== What needs to be done ==
Repeat the entries exactly. Leave nothing out.

(Beginning of Exercise data)

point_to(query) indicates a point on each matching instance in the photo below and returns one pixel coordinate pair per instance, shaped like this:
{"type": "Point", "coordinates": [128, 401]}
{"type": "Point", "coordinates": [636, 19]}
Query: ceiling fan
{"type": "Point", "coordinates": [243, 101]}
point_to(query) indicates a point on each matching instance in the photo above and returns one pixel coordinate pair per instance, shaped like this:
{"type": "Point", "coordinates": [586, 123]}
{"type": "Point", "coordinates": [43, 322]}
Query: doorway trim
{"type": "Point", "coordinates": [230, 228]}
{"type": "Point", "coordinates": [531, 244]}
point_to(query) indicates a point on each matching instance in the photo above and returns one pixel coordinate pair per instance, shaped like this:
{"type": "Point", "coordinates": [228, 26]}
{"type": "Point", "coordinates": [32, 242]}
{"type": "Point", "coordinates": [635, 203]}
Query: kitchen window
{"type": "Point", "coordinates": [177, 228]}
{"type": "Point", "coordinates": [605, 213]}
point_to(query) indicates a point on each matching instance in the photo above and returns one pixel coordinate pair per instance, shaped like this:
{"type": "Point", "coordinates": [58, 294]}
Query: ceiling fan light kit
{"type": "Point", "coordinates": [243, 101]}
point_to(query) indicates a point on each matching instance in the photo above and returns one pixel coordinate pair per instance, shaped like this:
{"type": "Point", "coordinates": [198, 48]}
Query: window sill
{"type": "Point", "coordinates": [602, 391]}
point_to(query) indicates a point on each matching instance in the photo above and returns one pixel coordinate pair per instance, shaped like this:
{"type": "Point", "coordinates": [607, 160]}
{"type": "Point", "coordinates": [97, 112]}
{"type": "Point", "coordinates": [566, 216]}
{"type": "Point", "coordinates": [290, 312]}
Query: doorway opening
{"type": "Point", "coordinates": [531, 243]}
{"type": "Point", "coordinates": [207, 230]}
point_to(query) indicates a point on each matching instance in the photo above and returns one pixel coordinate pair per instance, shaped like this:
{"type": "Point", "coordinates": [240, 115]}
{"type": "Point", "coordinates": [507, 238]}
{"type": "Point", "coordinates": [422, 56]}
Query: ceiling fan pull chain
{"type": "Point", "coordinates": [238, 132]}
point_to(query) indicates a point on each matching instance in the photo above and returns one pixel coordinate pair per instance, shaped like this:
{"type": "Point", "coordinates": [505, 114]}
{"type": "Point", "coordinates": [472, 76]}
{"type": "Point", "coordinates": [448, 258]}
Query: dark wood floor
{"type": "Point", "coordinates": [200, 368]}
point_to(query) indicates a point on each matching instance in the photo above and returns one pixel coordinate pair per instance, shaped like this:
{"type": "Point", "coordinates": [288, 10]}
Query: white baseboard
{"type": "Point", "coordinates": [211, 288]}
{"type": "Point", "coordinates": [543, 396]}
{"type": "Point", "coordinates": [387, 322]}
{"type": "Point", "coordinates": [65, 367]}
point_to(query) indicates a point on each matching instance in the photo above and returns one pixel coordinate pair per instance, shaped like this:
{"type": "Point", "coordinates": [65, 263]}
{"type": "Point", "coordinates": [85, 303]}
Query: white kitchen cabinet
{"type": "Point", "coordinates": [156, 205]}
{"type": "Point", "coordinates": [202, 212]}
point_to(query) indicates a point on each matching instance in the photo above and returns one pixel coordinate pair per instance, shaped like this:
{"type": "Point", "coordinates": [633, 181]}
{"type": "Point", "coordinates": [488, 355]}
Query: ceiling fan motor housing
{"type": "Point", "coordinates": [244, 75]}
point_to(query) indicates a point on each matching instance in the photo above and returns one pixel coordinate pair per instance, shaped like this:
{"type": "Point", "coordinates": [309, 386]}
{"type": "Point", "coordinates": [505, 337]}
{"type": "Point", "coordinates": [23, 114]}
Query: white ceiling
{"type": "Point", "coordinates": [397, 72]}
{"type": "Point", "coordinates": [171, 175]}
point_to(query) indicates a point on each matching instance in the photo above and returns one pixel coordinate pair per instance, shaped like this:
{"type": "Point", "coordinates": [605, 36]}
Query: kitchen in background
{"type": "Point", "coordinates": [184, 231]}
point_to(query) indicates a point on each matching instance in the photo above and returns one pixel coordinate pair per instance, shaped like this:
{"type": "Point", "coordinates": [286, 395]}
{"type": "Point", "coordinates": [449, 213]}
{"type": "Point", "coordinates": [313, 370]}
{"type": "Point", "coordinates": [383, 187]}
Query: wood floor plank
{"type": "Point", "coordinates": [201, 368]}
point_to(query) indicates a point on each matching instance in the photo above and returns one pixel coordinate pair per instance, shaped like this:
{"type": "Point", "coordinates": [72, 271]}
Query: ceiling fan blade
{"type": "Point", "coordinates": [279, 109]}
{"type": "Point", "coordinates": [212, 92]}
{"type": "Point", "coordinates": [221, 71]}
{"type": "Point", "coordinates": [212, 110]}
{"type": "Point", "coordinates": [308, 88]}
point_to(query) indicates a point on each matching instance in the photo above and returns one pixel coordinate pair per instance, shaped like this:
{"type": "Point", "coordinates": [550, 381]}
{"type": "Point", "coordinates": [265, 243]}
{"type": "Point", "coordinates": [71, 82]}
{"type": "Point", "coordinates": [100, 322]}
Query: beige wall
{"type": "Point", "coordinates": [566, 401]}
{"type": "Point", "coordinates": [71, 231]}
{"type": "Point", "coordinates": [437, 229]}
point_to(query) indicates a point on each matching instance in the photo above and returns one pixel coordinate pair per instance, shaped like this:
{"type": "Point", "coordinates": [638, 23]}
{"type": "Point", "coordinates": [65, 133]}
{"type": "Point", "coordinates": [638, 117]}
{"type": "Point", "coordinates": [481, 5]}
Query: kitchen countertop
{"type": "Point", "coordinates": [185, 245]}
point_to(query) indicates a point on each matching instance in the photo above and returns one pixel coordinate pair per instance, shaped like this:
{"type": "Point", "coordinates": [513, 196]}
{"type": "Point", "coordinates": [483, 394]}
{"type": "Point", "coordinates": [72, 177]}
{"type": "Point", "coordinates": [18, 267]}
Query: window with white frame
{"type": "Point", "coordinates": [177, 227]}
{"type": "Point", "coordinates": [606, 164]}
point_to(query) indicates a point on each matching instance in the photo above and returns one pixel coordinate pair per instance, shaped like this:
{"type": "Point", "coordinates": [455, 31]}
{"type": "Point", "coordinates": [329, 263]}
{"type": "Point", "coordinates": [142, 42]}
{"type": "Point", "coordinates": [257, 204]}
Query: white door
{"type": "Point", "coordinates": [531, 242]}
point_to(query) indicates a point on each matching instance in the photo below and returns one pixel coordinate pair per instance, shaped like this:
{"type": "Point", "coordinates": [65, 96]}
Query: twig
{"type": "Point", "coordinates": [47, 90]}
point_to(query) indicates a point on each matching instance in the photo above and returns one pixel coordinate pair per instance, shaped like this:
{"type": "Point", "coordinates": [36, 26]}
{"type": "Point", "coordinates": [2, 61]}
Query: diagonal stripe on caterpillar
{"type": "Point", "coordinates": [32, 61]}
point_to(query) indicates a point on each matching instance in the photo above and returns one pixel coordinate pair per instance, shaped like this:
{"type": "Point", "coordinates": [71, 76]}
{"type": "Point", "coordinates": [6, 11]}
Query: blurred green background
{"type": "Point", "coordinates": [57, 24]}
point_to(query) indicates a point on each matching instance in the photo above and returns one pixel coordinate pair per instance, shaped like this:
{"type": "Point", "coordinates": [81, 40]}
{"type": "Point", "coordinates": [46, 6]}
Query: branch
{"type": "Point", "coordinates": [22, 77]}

(End of Exercise data)

== Answer space ==
point_to(query) indicates a point on each matching instance in the photo below and returns one pixel coordinate pair per instance, shaped like this:
{"type": "Point", "coordinates": [128, 401]}
{"type": "Point", "coordinates": [636, 19]}
Query: ceiling fan
{"type": "Point", "coordinates": [243, 101]}
point_to(query) indicates a point on each matching instance in the photo above and returns one pixel coordinate pair per instance, shaped like this:
{"type": "Point", "coordinates": [586, 123]}
{"type": "Point", "coordinates": [43, 322]}
Query: doorway trim
{"type": "Point", "coordinates": [230, 228]}
{"type": "Point", "coordinates": [531, 244]}
point_to(query) indicates a point on each matching instance in the photo above and returns one pixel coordinate pair per instance, shaped like this:
{"type": "Point", "coordinates": [228, 26]}
{"type": "Point", "coordinates": [32, 242]}
{"type": "Point", "coordinates": [635, 203]}
Query: kitchen window
{"type": "Point", "coordinates": [177, 228]}
{"type": "Point", "coordinates": [605, 213]}
point_to(query) indicates a point on each matching instance in the photo above and returns one pixel coordinate pair per instance, shaped like this:
{"type": "Point", "coordinates": [58, 294]}
Query: ceiling fan light kit
{"type": "Point", "coordinates": [243, 101]}
point_to(query) indicates a point on each matching instance in the photo above and returns one pixel coordinate pair per instance, shaped like this:
{"type": "Point", "coordinates": [198, 48]}
Query: window sill
{"type": "Point", "coordinates": [602, 391]}
point_to(query) indicates a point on each matching instance in the photo above and returns one pixel coordinate pair per instance, shaped like this:
{"type": "Point", "coordinates": [607, 160]}
{"type": "Point", "coordinates": [97, 112]}
{"type": "Point", "coordinates": [566, 216]}
{"type": "Point", "coordinates": [290, 312]}
Query: doorway opening
{"type": "Point", "coordinates": [531, 243]}
{"type": "Point", "coordinates": [207, 230]}
point_to(query) indicates a point on each matching instance in the photo above and returns one pixel coordinate pair per instance, shaped like this:
{"type": "Point", "coordinates": [240, 115]}
{"type": "Point", "coordinates": [507, 238]}
{"type": "Point", "coordinates": [422, 56]}
Query: ceiling fan pull chain
{"type": "Point", "coordinates": [238, 132]}
point_to(query) indicates a point on each matching instance in the photo above and returns one pixel coordinate pair per instance, shaped like this:
{"type": "Point", "coordinates": [505, 114]}
{"type": "Point", "coordinates": [472, 76]}
{"type": "Point", "coordinates": [448, 258]}
Query: dark wood floor
{"type": "Point", "coordinates": [200, 368]}
point_to(query) indicates a point on each matching instance in the photo above and returns one pixel coordinate pair per instance, shaped like this:
{"type": "Point", "coordinates": [288, 10]}
Query: white baseboard
{"type": "Point", "coordinates": [211, 288]}
{"type": "Point", "coordinates": [543, 396]}
{"type": "Point", "coordinates": [387, 322]}
{"type": "Point", "coordinates": [65, 367]}
point_to(query) indicates a point on each matching instance in the photo above and returns one pixel coordinate pair per instance, shaped like this:
{"type": "Point", "coordinates": [65, 263]}
{"type": "Point", "coordinates": [85, 303]}
Query: white kitchen cabinet
{"type": "Point", "coordinates": [156, 205]}
{"type": "Point", "coordinates": [202, 212]}
point_to(query) indicates a point on each matching instance in the photo above and returns one pixel coordinate pair per instance, shaped like this:
{"type": "Point", "coordinates": [633, 181]}
{"type": "Point", "coordinates": [488, 355]}
Query: ceiling fan motor housing
{"type": "Point", "coordinates": [244, 75]}
point_to(query) indicates a point on each matching instance in the photo above and returns one pixel coordinate pair per instance, shaped like this:
{"type": "Point", "coordinates": [309, 386]}
{"type": "Point", "coordinates": [505, 337]}
{"type": "Point", "coordinates": [23, 114]}
Query: white ceiling
{"type": "Point", "coordinates": [397, 72]}
{"type": "Point", "coordinates": [171, 175]}
point_to(query) indicates a point on each matching instance in the photo above and returns one pixel coordinate pair per instance, shaped like this:
{"type": "Point", "coordinates": [605, 36]}
Query: kitchen in background
{"type": "Point", "coordinates": [184, 231]}
point_to(query) indicates a point on each matching instance in the photo above and returns one pixel coordinate pair per instance, shaped like this:
{"type": "Point", "coordinates": [286, 395]}
{"type": "Point", "coordinates": [449, 213]}
{"type": "Point", "coordinates": [313, 370]}
{"type": "Point", "coordinates": [383, 187]}
Query: wood floor plank
{"type": "Point", "coordinates": [201, 368]}
point_to(query) indicates a point on each matching instance in the photo above and returns one pixel coordinate pair per instance, shaped like this:
{"type": "Point", "coordinates": [72, 271]}
Query: ceiling fan blade
{"type": "Point", "coordinates": [279, 109]}
{"type": "Point", "coordinates": [212, 92]}
{"type": "Point", "coordinates": [221, 71]}
{"type": "Point", "coordinates": [212, 110]}
{"type": "Point", "coordinates": [308, 88]}
point_to(query) indicates a point on each matching instance in the photo above and returns one pixel coordinate pair per instance, shaped like this:
{"type": "Point", "coordinates": [550, 381]}
{"type": "Point", "coordinates": [265, 243]}
{"type": "Point", "coordinates": [71, 82]}
{"type": "Point", "coordinates": [100, 322]}
Query: beige wall
{"type": "Point", "coordinates": [566, 401]}
{"type": "Point", "coordinates": [71, 231]}
{"type": "Point", "coordinates": [437, 229]}
point_to(query) indicates a point on each matching instance in the photo above and returns one pixel coordinate pair per instance, shaped like this:
{"type": "Point", "coordinates": [638, 23]}
{"type": "Point", "coordinates": [65, 133]}
{"type": "Point", "coordinates": [638, 117]}
{"type": "Point", "coordinates": [481, 5]}
Query: kitchen countertop
{"type": "Point", "coordinates": [185, 245]}
point_to(query) indicates a point on each matching instance in the photo above and returns one pixel coordinate pair per instance, shaped like this:
{"type": "Point", "coordinates": [513, 196]}
{"type": "Point", "coordinates": [483, 394]}
{"type": "Point", "coordinates": [72, 177]}
{"type": "Point", "coordinates": [18, 267]}
Query: window with white frame
{"type": "Point", "coordinates": [177, 227]}
{"type": "Point", "coordinates": [606, 164]}
point_to(query) indicates a point on each matching instance in the photo above and returns one pixel coordinate pair per instance, shaped like this:
{"type": "Point", "coordinates": [455, 31]}
{"type": "Point", "coordinates": [329, 263]}
{"type": "Point", "coordinates": [142, 42]}
{"type": "Point", "coordinates": [257, 204]}
Query: white door
{"type": "Point", "coordinates": [531, 242]}
point_to(query) indicates a point on each matching instance in the photo below and returns one pixel coordinate pair per instance, shaped like this:
{"type": "Point", "coordinates": [65, 96]}
Query: twig
{"type": "Point", "coordinates": [47, 90]}
point_to(query) indicates a point on each matching instance in the photo above and returns one pixel coordinate pair per instance, shaped like this:
{"type": "Point", "coordinates": [36, 26]}
{"type": "Point", "coordinates": [2, 61]}
Query: diagonal stripe on caterpillar
{"type": "Point", "coordinates": [32, 61]}
point_to(query) indicates a point on each matching instance in the photo above and returns one pixel coordinate pair per instance, shaped like this:
{"type": "Point", "coordinates": [71, 76]}
{"type": "Point", "coordinates": [6, 11]}
Query: blurred green background
{"type": "Point", "coordinates": [57, 24]}
point_to(query) indicates a point on each matching instance in the photo above and returns one pixel coordinate pair per instance, shaped like this:
{"type": "Point", "coordinates": [81, 40]}
{"type": "Point", "coordinates": [46, 6]}
Query: branch
{"type": "Point", "coordinates": [22, 77]}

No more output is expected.